Decide whether each statement agrees with the blog post "The Last Straw?" given below, answering yes or no and quoting the deciding words: 1. The post presents Elon as the only business owner who is fed up. 2. A comment states that GOP governor Pete Wilson approved government unions. 3. A comment credits Kurt Schlichter with recommending that copyright be reduced to 10 years.

*DOCUMENT EXTRACT:*
◇ ◇ ◇ ◇
The Last Straw?

The vile woman who is responsible for AB5 may have just insulted Elon into pulling up stakes in California, at least for Tesla. The Democrats in the state seem determined to destroy the middle class, and in as nasty a way as possible.

[Monday-afternoon update]

[Tuesday-morning update]

[Bumped]

[Update a couple minutes later]

Elon isn’t the only business owner who is fed up.

29 thoughts on “The Last Straw?”

  1. “Point of privelege! Point of privilege!

    California doesn’t need boorish, selfish people like Elon Musk, or the many narcissistic contractors who think only of themselves, instead of thinking of the plight of the working class, as a group. [ed. one that needs to be led like sheep by HR departments full of enlightened white feminists.]

    Some might claim the state will just split into creatives and underappreciated agricultural laborers [ed. illegal Guatemalan stoop laborers], and point to this as somehow being unfair exploitation. Well, as should be obvious, the big problem with the Eloi and Morlocks story was the meat-based diet…”

  2. One way of looking at this is that the GOP “stupid party” is just as much at fault. The Democrat’s constituencies are unions, immigrants – legal and illegal, public employees and the academy. The GOP did nothing about illegal immigration in California, GOP governor Pete Wilson approved government unions – which now function as the Democrat version of the Sturmabteilung. The GOP has done nothing about the media – the first 2 years of the Trump administration they could have given Hollywood and the 5 giant media companies an ultimatum – go politically neutral in your offerings or have copyright reformed down to 10 years. That last was a recommendation by Kurt Schlichter and I’m all for it.

    1. If the Copyright goes down to ten years (10 years! The Horror!) Disney may stop making Star Wars™ movies!
      …on second thought.
◇ ◇ ◇ ◇
*EXTRACTED RECORDS:*
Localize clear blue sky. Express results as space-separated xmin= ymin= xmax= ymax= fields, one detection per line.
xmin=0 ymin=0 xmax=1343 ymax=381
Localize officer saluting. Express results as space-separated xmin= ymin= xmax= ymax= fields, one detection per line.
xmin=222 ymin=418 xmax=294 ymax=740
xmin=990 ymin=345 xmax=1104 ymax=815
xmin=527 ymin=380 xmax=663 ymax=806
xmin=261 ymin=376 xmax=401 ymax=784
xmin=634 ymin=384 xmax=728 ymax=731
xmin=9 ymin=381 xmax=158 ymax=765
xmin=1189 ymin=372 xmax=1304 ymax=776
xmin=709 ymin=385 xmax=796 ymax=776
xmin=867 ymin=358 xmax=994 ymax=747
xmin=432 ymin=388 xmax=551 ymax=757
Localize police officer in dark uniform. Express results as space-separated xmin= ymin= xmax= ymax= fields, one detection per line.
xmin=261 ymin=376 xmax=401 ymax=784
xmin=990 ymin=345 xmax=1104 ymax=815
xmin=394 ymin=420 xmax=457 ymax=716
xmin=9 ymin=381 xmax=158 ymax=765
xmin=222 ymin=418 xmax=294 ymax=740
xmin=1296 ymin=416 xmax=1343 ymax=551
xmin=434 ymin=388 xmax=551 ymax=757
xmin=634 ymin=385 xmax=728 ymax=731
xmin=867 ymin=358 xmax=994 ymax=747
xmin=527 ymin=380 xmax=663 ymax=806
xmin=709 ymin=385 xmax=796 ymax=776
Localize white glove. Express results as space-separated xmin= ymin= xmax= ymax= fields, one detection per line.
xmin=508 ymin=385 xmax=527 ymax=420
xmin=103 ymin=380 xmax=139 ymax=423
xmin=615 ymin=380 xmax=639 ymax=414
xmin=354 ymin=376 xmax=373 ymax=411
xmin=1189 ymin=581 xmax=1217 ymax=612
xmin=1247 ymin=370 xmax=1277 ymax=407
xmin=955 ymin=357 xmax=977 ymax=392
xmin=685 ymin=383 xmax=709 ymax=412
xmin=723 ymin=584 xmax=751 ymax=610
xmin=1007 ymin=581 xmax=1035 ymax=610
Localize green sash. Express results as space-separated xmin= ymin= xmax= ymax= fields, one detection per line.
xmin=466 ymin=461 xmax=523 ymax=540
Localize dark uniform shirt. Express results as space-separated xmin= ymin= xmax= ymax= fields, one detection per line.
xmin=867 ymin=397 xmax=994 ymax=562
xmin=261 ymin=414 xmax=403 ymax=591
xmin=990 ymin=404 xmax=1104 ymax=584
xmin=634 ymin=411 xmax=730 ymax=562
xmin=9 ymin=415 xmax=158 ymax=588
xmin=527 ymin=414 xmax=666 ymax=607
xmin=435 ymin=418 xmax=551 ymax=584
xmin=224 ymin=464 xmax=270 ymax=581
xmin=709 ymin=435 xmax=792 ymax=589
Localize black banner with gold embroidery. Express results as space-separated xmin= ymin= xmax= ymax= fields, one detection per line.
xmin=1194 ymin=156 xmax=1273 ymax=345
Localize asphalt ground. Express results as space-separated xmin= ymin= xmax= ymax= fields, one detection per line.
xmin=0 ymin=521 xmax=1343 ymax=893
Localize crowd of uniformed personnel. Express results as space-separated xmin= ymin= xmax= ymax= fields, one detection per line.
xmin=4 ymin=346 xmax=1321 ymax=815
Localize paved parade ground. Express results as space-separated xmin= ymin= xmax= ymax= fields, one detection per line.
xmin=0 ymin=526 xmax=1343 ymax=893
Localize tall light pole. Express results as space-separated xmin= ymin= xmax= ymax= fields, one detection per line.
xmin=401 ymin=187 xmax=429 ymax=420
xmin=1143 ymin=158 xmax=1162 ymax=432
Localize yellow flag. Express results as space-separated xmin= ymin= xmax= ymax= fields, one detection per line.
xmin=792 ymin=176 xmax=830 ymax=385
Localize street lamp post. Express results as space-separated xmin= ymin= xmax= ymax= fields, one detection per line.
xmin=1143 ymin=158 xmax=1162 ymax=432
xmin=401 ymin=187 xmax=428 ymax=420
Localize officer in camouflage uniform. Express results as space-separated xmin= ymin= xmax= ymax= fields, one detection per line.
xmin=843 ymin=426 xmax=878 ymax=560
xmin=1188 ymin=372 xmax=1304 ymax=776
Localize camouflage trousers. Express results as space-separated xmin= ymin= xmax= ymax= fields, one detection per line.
◇ ◇ ◇ ◇
*EXERCISE RESPONSE:*
1. No: "Elon isn’t the only business owner who is fed up."
2. Yes: "GOP governor Pete Wilson approved government unions"
3. Yes: "That last was a recommendation by Kurt Schlichter"